- EXERCISE AIM -
All of the material below is to be repeated exactly.

- DATA TO USE -
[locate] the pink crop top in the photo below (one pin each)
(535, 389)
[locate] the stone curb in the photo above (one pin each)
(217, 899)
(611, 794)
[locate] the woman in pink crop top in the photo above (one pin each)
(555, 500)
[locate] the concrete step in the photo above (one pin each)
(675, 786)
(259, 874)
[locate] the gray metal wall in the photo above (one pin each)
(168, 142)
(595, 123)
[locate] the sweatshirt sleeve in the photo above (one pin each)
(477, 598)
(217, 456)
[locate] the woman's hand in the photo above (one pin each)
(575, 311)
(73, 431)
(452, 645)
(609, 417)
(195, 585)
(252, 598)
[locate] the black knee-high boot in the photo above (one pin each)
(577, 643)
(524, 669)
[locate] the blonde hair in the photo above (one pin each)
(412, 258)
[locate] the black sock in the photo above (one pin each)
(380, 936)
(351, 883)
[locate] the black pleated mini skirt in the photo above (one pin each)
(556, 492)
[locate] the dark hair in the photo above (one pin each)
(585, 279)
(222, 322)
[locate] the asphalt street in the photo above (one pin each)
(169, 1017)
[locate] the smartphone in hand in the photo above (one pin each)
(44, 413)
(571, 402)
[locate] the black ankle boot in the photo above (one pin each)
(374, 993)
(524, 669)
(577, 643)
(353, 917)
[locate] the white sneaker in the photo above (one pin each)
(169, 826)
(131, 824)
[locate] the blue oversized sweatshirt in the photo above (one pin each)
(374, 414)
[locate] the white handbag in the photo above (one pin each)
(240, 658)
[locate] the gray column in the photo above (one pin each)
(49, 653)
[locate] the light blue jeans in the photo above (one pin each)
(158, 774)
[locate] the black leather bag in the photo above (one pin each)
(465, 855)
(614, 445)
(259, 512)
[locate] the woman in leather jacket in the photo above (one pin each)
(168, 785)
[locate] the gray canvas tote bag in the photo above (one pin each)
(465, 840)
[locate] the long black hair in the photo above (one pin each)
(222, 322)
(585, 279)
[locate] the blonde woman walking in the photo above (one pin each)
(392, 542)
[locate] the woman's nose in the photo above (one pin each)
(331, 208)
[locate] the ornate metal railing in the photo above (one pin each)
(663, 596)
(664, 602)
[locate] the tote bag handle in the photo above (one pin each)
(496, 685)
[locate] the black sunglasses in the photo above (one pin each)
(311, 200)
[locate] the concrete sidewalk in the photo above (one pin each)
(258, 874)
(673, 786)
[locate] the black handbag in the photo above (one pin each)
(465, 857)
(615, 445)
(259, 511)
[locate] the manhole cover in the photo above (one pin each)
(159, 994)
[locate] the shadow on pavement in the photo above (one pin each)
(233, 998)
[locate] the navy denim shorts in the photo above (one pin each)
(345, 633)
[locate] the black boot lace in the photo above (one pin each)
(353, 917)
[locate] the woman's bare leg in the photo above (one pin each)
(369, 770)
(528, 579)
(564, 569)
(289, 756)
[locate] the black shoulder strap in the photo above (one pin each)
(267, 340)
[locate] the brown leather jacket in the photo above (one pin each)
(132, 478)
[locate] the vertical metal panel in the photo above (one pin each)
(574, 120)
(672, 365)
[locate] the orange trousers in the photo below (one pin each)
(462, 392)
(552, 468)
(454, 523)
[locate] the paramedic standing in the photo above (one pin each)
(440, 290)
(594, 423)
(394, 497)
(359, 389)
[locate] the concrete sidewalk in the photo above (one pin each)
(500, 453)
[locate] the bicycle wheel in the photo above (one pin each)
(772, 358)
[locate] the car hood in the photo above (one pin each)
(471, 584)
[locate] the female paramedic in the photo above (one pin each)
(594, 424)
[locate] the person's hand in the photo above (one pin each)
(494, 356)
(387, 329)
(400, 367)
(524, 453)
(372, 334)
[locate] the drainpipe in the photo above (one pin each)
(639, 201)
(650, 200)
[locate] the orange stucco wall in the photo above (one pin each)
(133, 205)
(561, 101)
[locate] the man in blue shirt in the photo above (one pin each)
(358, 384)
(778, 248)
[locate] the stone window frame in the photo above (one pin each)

- EXERCISE SOLUTION -
[locate] the pink crop top in the photo below (one pin each)
(535, 389)
[locate] the stone curb in the photo above (one pin each)
(217, 899)
(611, 794)
[locate] the woman in pink crop top in the photo above (one pin each)
(555, 500)
[locate] the concrete step in the photo above (one pin each)
(675, 786)
(259, 874)
[locate] the gray metal wall in the photo above (one pin each)
(168, 142)
(595, 123)
[locate] the sweatshirt sleeve in the photo above (one pin each)
(477, 598)
(217, 456)
[locate] the woman's hand in the photo above (one pin each)
(575, 311)
(73, 431)
(452, 645)
(609, 417)
(195, 585)
(252, 598)
[locate] the black knee-high boot in the photo above (one pin each)
(577, 643)
(524, 669)
[locate] the blonde hair in the photo above (one pin each)
(412, 258)
[locate] the black sock in the photo above (one pin each)
(380, 936)
(351, 883)
[locate] the black pleated mini skirt in the photo above (one pin each)
(556, 492)
[locate] the dark hair in the photo above (one pin each)
(585, 279)
(222, 322)
[locate] the asphalt street in the photo above (one pin each)
(169, 1017)
[locate] the smartphone in hand in the photo above (one pin each)
(44, 413)
(571, 402)
[locate] the black ankle boot in the photo above (one pin each)
(374, 993)
(524, 669)
(577, 643)
(353, 917)
[locate] the white sneaker in the photo above (one pin each)
(169, 826)
(131, 824)
[locate] the blue oversized sweatshirt in the photo above (one pin each)
(374, 414)
[locate] the white handbag in the photo above (one pin each)
(240, 658)
[locate] the gray column in the photo above (one pin each)
(49, 653)
[locate] the light blue jeans in the photo above (one pin each)
(158, 774)
[locate] the black leather bag in the photo above (one pin each)
(465, 855)
(614, 445)
(259, 512)
[locate] the woman in leather jacket in the photo above (one pin each)
(168, 785)
[locate] the gray canvas tote bag in the photo above (one pin each)
(465, 840)
[locate] the long black hair in the photo above (one pin each)
(222, 322)
(585, 279)
[locate] the blonde woman walking in the photo above (one pin each)
(392, 542)
[locate] the woman's nose in the photo above (one pin each)
(331, 208)
[locate] the ornate metal railing in the photo above (one pin each)
(663, 596)
(664, 602)
[locate] the tote bag handle in the photo above (one pin each)
(496, 685)
[locate] the black sunglasses in the photo above (one pin each)
(311, 200)
[locate] the concrete sidewalk in the photo above (one pin each)
(258, 874)
(673, 786)
[locate] the black handbag in the photo above (one pin each)
(465, 857)
(615, 445)
(259, 511)
[locate] the manhole cover in the photo above (one pin each)
(159, 994)
[locate] the shadow on pavement in the photo above (one pin each)
(233, 998)
[locate] the navy denim shorts in the photo above (one pin each)
(345, 633)
[locate] the black boot lace in the photo above (one pin each)
(353, 917)
[locate] the woman's bare leg in the photo above (one pin each)
(369, 770)
(528, 579)
(564, 569)
(289, 756)
[locate] the black shoulder strap in the photo above (one pin each)
(267, 340)
[locate] the brown leather jacket in the photo above (one pin each)
(132, 478)
[locate] the vertical metal panel in the photo above (one pin each)
(574, 120)
(672, 365)
[locate] the orange trousers in the photo below (one pin each)
(462, 392)
(552, 468)
(454, 523)
[locate] the paramedic standing in the photo above (one pin each)
(440, 290)
(594, 423)
(394, 497)
(359, 389)
[locate] the concrete sidewalk in the photo above (one pin each)
(500, 453)
[locate] the bicycle wheel in the photo above (one pin each)
(772, 358)
[locate] the car hood in the photo above (one pin each)
(471, 584)
[locate] the female paramedic in the photo above (one pin each)
(594, 424)
[locate] the person's hand in the photo above (one pin each)
(494, 356)
(387, 329)
(400, 367)
(524, 453)
(372, 334)
[locate] the drainpipe in the photo above (one pin each)
(639, 201)
(650, 200)
[locate] the orange stucco wall in the photo above (one pin each)
(133, 205)
(561, 101)
[locate] the man in blue shirt in the photo above (one pin each)
(358, 384)
(778, 248)
[locate] the stone window frame in the photo above (one pin each)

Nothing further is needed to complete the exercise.